*Task statement*:
Note the line where "Query: waterfront" appears in the data below; write it out exactly, along with every line that comes after it to the end.

Records from a collection:

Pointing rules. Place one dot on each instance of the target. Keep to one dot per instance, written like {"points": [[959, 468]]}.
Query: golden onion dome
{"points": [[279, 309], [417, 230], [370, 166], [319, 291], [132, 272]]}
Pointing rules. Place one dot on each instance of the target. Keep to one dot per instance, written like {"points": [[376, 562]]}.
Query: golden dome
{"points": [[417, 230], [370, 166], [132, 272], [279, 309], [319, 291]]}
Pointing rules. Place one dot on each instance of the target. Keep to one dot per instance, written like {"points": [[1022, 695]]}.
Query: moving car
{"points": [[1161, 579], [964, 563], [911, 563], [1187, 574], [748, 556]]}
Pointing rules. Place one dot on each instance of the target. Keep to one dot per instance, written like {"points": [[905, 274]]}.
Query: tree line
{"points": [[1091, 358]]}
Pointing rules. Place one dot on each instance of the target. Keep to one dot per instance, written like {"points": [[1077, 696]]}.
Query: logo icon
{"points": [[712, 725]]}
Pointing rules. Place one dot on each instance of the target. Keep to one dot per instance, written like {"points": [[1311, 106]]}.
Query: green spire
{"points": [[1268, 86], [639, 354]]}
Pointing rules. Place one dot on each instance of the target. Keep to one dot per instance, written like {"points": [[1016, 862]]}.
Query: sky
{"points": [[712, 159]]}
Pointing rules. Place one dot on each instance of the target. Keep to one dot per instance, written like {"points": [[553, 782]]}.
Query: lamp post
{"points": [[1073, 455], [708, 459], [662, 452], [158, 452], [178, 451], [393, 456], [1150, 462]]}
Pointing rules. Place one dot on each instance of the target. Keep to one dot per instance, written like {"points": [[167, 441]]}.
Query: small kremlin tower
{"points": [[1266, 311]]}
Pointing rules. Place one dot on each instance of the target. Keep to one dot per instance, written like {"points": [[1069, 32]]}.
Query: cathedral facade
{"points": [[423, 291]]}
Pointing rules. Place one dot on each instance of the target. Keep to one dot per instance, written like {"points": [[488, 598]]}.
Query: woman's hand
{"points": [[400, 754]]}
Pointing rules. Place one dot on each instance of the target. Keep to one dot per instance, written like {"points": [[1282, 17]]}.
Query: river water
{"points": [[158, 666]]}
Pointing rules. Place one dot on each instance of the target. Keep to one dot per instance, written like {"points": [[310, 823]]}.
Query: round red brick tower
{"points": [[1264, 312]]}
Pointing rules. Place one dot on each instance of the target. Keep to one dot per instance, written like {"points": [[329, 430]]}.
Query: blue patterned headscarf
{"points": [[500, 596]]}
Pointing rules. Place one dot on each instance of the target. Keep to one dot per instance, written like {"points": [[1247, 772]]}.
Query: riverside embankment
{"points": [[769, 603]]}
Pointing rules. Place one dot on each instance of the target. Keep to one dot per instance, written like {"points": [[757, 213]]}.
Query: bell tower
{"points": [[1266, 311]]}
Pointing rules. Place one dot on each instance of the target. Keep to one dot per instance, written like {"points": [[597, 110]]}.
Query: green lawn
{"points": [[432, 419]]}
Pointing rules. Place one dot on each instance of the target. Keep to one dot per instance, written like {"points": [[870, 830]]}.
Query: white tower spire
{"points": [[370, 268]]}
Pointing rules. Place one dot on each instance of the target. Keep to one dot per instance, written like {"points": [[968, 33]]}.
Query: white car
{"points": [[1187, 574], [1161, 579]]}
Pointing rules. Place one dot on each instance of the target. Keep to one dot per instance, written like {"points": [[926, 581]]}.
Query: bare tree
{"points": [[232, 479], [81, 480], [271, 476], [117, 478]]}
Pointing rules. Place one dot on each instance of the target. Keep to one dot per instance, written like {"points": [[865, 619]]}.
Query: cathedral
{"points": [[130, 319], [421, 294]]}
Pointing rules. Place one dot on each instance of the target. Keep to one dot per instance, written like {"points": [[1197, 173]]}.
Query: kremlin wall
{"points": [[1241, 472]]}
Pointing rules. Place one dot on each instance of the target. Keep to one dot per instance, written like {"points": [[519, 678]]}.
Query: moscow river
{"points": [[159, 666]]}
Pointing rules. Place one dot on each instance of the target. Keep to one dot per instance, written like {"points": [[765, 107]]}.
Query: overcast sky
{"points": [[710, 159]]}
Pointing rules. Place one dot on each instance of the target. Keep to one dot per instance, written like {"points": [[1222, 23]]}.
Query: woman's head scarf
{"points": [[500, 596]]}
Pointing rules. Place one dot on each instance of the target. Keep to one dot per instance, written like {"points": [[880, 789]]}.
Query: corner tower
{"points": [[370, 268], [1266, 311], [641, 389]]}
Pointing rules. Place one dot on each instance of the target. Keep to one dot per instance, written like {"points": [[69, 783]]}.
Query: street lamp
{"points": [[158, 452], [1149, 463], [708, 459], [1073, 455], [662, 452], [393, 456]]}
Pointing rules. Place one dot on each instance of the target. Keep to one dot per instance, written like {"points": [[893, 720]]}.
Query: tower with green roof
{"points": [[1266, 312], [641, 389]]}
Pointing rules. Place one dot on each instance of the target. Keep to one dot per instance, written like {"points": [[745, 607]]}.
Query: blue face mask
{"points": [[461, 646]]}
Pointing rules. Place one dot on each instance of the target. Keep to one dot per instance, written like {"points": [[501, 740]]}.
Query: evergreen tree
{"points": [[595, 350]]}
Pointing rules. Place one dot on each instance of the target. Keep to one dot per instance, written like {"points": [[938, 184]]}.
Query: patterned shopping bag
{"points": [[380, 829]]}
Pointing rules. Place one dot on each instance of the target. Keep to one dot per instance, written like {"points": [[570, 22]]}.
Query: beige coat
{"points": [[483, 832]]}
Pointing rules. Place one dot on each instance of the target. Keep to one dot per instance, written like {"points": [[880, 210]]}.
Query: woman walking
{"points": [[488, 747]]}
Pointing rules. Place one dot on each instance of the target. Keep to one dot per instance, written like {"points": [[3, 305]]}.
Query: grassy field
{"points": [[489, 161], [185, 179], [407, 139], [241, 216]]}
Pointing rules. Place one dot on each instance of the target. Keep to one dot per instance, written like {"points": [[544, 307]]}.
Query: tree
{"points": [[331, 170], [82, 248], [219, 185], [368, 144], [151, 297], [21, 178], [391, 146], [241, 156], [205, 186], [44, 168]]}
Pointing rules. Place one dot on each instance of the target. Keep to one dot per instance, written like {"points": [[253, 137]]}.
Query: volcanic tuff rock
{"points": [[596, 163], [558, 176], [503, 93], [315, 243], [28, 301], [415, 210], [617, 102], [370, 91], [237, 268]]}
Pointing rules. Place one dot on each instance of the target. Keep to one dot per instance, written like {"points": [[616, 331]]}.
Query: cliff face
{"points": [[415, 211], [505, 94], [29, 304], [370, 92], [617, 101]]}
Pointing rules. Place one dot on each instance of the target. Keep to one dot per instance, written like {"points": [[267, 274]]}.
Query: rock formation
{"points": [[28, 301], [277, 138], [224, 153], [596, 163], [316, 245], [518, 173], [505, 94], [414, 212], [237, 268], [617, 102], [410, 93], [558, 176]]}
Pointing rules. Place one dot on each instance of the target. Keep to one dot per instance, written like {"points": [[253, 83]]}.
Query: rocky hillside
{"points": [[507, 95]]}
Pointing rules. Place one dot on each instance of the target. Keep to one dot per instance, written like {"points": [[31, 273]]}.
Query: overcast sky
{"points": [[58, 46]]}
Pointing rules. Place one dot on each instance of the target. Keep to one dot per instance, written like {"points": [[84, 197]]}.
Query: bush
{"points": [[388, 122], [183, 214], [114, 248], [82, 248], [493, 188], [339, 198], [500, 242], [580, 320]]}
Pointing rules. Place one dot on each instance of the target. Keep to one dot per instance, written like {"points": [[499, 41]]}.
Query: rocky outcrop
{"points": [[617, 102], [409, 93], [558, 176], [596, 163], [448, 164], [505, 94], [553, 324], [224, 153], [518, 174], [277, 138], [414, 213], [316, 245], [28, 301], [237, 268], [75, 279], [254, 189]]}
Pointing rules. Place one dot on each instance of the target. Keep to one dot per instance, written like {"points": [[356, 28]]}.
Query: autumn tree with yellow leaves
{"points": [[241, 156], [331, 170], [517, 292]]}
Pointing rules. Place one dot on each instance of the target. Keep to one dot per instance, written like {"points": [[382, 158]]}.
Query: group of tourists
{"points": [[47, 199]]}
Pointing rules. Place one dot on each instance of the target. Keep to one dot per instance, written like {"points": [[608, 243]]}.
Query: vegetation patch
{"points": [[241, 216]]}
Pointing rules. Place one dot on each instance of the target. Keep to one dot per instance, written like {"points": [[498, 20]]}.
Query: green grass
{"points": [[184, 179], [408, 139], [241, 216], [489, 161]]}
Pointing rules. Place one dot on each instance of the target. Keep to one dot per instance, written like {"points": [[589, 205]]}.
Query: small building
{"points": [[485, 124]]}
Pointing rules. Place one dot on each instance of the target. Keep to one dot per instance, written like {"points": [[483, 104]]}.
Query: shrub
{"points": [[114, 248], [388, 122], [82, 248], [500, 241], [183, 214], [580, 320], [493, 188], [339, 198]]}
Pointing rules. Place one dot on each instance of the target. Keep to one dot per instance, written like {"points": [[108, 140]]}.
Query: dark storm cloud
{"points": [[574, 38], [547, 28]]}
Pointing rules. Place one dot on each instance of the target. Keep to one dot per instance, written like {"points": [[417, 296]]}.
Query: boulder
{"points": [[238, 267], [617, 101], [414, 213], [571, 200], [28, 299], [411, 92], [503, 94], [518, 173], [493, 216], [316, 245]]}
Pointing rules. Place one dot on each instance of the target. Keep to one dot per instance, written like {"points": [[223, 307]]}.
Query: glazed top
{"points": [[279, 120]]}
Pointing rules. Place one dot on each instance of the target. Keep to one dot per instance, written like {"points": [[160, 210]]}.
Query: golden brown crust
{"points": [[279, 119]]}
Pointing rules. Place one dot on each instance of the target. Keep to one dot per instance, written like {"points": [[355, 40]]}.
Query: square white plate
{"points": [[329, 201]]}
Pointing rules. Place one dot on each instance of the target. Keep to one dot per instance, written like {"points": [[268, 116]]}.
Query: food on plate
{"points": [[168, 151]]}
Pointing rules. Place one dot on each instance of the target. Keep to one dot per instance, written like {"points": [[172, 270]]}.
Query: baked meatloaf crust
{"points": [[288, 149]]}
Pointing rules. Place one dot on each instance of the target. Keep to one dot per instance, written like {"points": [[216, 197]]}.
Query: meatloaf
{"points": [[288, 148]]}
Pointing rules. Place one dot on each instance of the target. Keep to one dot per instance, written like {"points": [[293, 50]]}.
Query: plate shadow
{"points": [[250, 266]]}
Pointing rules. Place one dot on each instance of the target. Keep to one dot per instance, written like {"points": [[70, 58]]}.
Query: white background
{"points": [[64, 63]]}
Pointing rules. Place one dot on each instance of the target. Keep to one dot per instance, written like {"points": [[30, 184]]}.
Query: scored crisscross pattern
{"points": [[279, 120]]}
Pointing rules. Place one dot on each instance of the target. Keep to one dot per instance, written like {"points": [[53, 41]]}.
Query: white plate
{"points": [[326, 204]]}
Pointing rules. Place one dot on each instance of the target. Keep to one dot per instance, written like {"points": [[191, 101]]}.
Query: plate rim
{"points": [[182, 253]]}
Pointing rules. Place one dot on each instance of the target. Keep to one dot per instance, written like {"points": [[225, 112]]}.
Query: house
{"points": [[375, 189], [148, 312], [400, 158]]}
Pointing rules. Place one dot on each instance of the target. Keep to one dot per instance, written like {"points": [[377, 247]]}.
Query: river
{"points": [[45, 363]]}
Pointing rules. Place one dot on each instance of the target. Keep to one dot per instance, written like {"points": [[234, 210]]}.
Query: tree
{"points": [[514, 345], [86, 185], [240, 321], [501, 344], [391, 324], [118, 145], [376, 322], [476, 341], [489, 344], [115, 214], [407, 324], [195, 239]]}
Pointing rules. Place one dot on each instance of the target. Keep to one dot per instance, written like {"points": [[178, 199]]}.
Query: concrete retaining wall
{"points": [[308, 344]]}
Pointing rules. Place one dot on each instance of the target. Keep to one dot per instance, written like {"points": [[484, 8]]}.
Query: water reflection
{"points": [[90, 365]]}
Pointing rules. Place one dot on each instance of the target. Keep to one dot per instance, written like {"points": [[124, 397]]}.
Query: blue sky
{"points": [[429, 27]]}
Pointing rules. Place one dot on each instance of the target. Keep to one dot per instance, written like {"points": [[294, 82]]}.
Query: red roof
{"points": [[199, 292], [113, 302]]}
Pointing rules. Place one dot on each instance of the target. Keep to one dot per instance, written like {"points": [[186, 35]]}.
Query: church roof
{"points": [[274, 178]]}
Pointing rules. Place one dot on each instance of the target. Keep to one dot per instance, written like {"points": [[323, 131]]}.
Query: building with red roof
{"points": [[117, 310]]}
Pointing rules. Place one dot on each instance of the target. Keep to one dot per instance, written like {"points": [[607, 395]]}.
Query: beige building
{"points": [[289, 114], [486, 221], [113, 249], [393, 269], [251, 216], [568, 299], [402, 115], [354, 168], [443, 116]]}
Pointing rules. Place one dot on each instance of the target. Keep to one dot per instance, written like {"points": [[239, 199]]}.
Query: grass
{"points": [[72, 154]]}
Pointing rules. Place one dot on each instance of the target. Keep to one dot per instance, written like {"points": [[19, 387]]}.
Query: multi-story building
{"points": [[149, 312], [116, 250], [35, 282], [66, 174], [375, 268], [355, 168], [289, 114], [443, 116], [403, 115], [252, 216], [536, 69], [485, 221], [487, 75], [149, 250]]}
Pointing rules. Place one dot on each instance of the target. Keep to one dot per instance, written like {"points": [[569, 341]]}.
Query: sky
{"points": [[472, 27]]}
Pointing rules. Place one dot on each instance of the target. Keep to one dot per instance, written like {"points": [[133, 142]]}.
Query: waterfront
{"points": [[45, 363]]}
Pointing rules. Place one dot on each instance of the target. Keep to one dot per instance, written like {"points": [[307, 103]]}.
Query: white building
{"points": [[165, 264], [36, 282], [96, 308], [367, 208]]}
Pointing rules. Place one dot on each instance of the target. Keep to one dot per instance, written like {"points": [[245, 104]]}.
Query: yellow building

*Your solution*:
Query: waterfront
{"points": [[45, 363]]}
Pointing rules. Place one dot on each instance of the target. Keep to one dot per instance, written like {"points": [[307, 103]]}.
Query: white building
{"points": [[165, 264], [36, 282], [96, 308], [367, 208]]}
Pointing rules. Place one dot on each instance of the target. Keep to one dot per instance, written like {"points": [[245, 104]]}.
Query: yellow building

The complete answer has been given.